*Exercise*
Extract each line of the material below that contains the string "kitchen", treating uppercase and lowercase letters as different.

*Material*
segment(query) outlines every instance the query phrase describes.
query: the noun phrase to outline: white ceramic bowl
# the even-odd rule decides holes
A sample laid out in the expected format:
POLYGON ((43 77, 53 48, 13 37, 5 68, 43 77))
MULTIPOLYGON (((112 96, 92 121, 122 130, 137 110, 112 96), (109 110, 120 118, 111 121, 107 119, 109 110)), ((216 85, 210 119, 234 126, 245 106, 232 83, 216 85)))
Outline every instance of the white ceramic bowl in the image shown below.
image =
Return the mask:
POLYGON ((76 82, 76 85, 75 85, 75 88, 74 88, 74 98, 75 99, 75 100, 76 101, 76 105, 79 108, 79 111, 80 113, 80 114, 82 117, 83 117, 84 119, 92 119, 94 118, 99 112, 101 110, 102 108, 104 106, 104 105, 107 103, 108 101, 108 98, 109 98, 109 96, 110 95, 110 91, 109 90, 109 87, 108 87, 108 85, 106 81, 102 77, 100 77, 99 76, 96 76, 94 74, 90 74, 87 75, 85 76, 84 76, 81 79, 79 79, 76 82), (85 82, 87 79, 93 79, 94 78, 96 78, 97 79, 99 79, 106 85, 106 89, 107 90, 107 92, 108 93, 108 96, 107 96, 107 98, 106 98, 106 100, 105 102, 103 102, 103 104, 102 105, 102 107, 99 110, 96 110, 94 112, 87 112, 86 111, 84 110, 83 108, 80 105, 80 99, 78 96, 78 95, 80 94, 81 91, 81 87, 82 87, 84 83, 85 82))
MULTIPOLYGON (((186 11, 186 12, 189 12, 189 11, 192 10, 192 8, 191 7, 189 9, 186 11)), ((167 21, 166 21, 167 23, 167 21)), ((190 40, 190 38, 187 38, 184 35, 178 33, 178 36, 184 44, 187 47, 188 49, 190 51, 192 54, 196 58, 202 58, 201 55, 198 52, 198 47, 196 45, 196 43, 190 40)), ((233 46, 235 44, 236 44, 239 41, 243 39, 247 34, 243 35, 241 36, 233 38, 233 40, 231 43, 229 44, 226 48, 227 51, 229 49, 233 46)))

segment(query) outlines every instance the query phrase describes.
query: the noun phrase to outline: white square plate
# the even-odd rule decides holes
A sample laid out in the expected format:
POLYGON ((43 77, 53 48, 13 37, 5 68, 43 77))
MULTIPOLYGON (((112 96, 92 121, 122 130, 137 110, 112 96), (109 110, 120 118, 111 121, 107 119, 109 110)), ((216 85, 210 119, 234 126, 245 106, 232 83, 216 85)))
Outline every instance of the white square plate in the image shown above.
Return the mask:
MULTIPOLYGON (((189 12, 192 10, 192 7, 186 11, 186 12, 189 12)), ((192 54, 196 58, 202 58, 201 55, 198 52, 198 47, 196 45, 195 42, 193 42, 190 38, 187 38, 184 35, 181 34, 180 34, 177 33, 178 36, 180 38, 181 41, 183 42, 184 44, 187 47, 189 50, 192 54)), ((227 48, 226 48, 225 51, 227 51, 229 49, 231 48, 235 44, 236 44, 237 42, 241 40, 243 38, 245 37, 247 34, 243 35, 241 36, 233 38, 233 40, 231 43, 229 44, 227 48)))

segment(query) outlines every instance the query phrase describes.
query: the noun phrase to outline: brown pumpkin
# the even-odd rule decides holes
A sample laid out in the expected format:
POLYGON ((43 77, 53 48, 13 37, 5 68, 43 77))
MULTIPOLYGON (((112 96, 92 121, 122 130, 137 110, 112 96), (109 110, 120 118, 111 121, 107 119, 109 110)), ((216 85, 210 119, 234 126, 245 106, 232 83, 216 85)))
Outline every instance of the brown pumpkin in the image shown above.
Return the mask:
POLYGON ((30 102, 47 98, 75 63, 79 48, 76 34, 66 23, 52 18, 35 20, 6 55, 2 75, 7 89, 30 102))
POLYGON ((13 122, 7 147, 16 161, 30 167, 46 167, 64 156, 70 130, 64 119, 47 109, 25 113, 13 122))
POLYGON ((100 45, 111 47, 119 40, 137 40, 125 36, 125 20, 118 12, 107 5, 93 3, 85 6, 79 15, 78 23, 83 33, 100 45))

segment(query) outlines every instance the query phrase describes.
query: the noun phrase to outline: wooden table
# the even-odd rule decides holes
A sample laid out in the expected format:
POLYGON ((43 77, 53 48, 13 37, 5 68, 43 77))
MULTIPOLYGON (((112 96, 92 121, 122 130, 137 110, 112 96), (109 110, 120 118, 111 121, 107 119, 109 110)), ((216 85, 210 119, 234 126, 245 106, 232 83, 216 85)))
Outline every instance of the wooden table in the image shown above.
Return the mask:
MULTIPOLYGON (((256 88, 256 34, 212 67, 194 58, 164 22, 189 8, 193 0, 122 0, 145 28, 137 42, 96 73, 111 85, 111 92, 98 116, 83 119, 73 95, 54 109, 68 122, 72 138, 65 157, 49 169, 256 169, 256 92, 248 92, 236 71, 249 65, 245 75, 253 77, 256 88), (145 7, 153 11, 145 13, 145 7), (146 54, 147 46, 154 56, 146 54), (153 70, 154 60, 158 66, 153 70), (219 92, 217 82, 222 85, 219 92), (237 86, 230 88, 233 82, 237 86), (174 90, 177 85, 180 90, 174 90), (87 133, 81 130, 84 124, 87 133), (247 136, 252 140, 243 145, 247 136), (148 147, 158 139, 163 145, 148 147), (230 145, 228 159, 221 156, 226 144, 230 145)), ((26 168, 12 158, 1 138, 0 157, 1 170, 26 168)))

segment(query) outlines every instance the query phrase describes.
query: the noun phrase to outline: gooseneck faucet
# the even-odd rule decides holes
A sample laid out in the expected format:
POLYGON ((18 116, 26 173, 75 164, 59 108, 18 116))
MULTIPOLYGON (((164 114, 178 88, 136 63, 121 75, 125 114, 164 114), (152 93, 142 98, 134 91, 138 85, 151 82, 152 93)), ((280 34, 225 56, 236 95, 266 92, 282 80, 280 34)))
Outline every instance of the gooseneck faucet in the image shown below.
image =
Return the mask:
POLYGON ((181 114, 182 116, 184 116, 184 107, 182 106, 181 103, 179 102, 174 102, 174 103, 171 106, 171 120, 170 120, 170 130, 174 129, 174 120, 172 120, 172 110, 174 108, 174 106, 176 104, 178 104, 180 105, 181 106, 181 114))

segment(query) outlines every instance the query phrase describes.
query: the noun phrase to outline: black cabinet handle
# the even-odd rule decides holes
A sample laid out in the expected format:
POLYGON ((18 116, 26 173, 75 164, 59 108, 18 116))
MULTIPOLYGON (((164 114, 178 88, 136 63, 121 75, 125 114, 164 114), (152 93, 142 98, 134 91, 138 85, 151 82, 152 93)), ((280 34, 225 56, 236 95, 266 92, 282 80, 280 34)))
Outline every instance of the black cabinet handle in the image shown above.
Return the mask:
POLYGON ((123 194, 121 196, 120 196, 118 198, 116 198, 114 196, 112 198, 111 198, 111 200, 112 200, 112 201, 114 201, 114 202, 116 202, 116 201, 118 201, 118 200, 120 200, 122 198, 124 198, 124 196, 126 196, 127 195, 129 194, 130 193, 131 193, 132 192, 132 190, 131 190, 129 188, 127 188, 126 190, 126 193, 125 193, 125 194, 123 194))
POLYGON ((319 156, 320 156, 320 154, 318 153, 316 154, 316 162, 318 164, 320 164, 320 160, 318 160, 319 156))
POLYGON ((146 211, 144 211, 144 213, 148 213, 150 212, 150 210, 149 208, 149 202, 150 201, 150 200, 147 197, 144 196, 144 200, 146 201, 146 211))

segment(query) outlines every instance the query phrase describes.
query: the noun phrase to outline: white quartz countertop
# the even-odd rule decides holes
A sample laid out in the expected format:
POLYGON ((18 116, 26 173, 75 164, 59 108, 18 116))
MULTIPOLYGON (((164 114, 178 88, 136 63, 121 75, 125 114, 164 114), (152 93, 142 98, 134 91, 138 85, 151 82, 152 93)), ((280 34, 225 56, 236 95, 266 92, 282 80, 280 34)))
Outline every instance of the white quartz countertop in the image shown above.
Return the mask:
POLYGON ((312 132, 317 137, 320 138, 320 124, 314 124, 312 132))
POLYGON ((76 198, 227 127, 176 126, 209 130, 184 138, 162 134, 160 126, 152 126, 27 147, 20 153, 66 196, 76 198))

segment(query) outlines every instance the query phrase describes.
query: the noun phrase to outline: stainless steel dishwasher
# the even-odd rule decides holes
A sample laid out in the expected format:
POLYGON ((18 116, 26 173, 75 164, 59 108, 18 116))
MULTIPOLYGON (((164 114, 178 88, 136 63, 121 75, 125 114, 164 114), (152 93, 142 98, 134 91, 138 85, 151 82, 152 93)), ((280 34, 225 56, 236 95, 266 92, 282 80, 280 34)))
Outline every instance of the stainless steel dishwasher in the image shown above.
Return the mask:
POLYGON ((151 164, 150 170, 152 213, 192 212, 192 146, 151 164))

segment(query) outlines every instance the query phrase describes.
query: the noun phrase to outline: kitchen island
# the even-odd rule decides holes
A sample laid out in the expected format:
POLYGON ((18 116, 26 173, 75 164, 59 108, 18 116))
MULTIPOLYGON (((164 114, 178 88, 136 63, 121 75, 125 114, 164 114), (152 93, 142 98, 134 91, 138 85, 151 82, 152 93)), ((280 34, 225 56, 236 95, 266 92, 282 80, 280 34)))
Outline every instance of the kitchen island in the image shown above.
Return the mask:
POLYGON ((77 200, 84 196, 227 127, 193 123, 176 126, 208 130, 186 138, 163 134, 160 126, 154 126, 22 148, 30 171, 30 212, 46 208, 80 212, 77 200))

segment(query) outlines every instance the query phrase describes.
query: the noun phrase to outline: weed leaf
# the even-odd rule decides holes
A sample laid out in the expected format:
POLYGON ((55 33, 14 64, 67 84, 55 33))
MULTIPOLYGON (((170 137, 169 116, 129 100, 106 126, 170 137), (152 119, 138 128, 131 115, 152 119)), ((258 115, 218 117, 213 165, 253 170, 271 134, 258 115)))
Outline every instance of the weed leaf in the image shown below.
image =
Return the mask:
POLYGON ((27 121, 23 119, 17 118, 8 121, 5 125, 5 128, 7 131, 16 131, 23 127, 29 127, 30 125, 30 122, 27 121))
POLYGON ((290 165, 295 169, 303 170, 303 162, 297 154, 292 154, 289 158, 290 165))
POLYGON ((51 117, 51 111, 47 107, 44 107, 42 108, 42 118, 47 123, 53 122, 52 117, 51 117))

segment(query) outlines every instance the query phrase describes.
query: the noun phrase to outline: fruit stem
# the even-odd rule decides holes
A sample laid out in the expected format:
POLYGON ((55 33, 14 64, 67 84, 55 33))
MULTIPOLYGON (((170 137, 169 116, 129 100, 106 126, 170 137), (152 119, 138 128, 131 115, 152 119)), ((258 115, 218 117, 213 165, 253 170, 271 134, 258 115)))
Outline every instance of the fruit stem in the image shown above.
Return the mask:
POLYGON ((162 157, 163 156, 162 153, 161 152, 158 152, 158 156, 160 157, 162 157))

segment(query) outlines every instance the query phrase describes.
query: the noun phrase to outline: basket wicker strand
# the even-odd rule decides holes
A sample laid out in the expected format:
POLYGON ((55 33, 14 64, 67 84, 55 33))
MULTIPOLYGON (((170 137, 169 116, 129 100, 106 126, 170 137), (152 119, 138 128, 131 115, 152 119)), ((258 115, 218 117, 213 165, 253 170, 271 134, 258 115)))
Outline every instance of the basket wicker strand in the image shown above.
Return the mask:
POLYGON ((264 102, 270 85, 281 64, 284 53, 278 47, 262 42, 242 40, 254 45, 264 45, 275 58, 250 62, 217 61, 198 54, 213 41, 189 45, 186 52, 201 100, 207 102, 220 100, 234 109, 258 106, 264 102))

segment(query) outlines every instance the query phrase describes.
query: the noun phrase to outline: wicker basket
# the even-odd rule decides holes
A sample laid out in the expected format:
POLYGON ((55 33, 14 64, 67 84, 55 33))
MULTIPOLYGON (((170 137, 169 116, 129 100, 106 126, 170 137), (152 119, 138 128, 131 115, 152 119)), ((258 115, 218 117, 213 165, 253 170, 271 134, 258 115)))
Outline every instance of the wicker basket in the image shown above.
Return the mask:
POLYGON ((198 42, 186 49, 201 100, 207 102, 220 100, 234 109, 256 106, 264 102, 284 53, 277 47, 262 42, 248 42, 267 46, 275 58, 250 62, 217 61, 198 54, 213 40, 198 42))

*Task answer*
query: the noun phrase to outline: kitchen island
Outline every instance of the kitchen island in the image shown above.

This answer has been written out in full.